> [Exercise] Please rewrite the lines below with "pixel coordinates" changed to "image coordinates" everywhere and nothing else altered, leaving the pictures out of your answer.

> [Region labeling entries]
* * *

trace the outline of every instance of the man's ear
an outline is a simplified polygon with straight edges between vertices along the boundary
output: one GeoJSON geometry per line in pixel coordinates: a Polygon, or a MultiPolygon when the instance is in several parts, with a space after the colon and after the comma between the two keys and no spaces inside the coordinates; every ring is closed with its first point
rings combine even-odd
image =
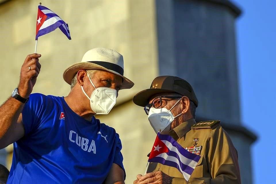
{"type": "Polygon", "coordinates": [[[190,109],[190,100],[189,98],[184,96],[181,98],[180,100],[182,110],[181,113],[184,114],[187,113],[190,109]]]}
{"type": "Polygon", "coordinates": [[[83,86],[84,78],[87,75],[86,72],[84,70],[78,70],[77,74],[77,82],[80,85],[83,86]]]}

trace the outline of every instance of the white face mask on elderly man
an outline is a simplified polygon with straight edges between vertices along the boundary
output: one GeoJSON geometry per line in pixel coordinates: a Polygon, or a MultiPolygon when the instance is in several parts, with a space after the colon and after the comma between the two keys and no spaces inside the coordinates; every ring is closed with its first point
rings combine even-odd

* * *

> [Exercise answer]
trace the outline of every instance of the man's ear
an outline is a simplified polygon with straight edges between vertices along the boundary
output: one GeoJSON geometry per line in image coordinates: a Polygon, or a MultiPolygon when the instance is in several parts, with a space after the colon and after the comma between the two keys and no spaces inside the coordinates; every ring is closed with its first point
rings combine even-odd
image =
{"type": "Polygon", "coordinates": [[[190,109],[190,100],[189,98],[184,96],[181,98],[180,100],[182,110],[181,113],[184,114],[187,113],[190,109]]]}
{"type": "Polygon", "coordinates": [[[83,86],[84,78],[87,75],[86,72],[84,70],[78,70],[77,74],[77,82],[80,85],[83,86]]]}

trace the outline of every instance of the white face mask on elderly man
an outline is a simplified polygon with straight edges between vertices along the boundary
output: one GeoJSON geometry per line in image coordinates: a Polygon, or a MultiPolygon when the instance is in several parts, with a space after the colon and after the comma between the two keys and no spaces inside the coordinates; every ring is closed with its first point
rings combine even-odd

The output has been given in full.